Задание
Продолжите приведенный ниже текст о цифровых технологиях в «Черкизово», начав сразу после его последнего предложения.

Фрагмент текста

--------

Первое – это наблюдение за животными. Когда у вас в компании поголовье исчисляется сотнями тысяч, мониторинг их здоровья, состояния, настроения, если хотите, – это очень важные вещи. Это действительно большая область, которая и принесет серьезный прирост в эффективности, и даст тот самый продукт диджитализации.

Второе – все, что связано с прогнозированием и планированием. В России агрохолдинги продолжают консолидироваться, все больше вертикально-интегрированных крупных предприятий, но, хотя это упрощает решения внутри одного холдинга, в целом все равно остаются проблемы. Если бы мы умели прогнозировать хотя бы на несколько процентов лучше, это могло бы серьезно поменять всю модель бизнеса. Вот эти направления мы считаем сейчас наиболее интересными, активно экспериментируем и вкладываемся в эти технологии.

С чем мы в «Черкизово» экспериментировали и какие получили результаты. (Сразу оговорюсь, что мы не находим особой перспективы в блокчейне.)

Технологии «Индустрии 4.0», технологии интернета вещей – очень полезные. У нас сейчас полностью автоматизирован мясоперерабатывающий завод в Кашире – это безлюдное производство, мы больше года его эксплуатируем и видим отдачу с точки зрения и качества, и себестоимости продукции.

Еще одно направление – это машинное зрение. Тоже экспериментируем и тоже видим очень обнадеживающие результаты, считаем это крайне перспективным с точки зрения как контроля за животными, так и повышения эффективности там, где много ручных операций на производстве.

Третье направление – RPA (robotic process automation). Роботизация, автоматизация офисных, бэк-офисных процессов – используем больше года и видим серьезные результаты в сокращении бэк-офисных функций и увеличении производительности.

И наконец, большие данные. Пока не могу сказать, что результаты прорывные, но очевидно, что этими технологиями заниматься надо и это принесет свои плоды. Такой краткий обзор.

Что еще хотелось сказать. Мое наблюдение, что технологии, которые нам предлагают стартапы и другие разработчики, зачастую безадресные с точки зрения масштаба компании. Технологию, которая может быть экономически обоснованной и эффективной, например, в фермерском хозяйстве, где 100 га земли и где поголовье скота измеряется несколькими сотнями, когда тиражируешь на большие объемы – стоимость ее совершенно другая и эффективность другая. Хотелось бы, чтобы стартапы и вообще компании, которые предлагают нам технологии, это понимали. К сожалению, в этом вопросе компании-производители еще не набрали необходимой экспертизы, и мы зачастую тратим много времени на рассмотрение банальных вещей. Я, например, стараюсь просто отсекать такое неэффективное общение.

Михаил Харченко: Сколько времени у вас занимают анализ и принятие решения о внедрении технологии до имплементации этого решения и как оно у вас принимается? На что смотреть компаниям, которые будут заходить к вам с продуктами?

--------

Список записей
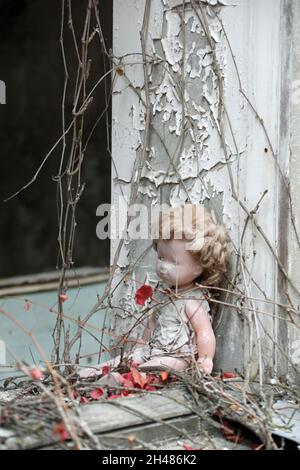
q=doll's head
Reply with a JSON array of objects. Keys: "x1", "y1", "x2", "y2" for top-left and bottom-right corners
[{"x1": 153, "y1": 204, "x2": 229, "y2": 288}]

--------

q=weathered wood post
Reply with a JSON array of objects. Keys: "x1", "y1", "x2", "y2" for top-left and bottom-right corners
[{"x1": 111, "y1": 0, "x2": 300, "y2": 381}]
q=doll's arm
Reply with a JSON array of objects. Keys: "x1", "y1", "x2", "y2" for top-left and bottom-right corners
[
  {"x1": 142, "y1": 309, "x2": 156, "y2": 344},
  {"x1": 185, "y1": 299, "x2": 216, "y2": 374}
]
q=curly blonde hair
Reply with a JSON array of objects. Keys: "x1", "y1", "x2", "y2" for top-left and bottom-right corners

--------

Ответ
Владислав Беляев: Имплементация очень сильно зависит от технологии. Вот, например, RPA: для запуска такого робота нужно три месяца. А завод в Кашире, о котором я говорил, если с учетом проектирования, то проект занял три года. Масштаб технологии, ее сложность определяют и сроки.

Принимаем решение мы следующим образом. Первое – это все-таки срок. То есть, безусловно, технология должна дать результаты достаточно быстро. И если стоимость ее невысока, мы просто 2–3 месяца делаем пилоты, а потом принимаем решение о дальнейшем финансировании. С крупными проектами уже более глубокая проработка, где мы смотрим и на потенциальный эффект от изменения качества или изменения производительности, себестоимости и т. д. И здесь решение принимаем в классическом кейсовом варианте.

Михаил Харченко: Следующий рассказ об опыте «Агротерры» и о направлениях цифровизации – куда они смотрят.

Томас Доренвендт

ГК «Агротерра»

Российская группа компаний, объединяющая 24 хозяйства в Центральной части России. Создана в 2008 г. Занимается производством пшеницы, сои, сахарной свеклы, подсолнечника, рапса, кукурузы, а также хранением и реализацией сельскохозяйственных культур, семеноводством. Занимает 17-е место в рейтинге крупнейших землевладельцев России по версии BEFL, обрабатывает более 200 000 га. Финансовые показатели не раскрываются.

Томас Доренвендт, директор семеноводческого бизнес-блока ГК «Агротерра»: У меня несколько тезисов о том, где мы в сельском хозяйстве должны использовать цифровизацию. Сразу скажу, что использую этот термин очень широко. И еще предупреждаю, что не буду говорить об автоматизации учета, – думаю, что большие холдинги этот вопрос либо решили, либо дорабатывают.

Первый тезис абсолютно неоригинальный, но, если этот вопрос не решим, нет смысла обсуждать следующие три: нужно использовать диджитализацию, чтобы полностью роботизировать самоходную технику.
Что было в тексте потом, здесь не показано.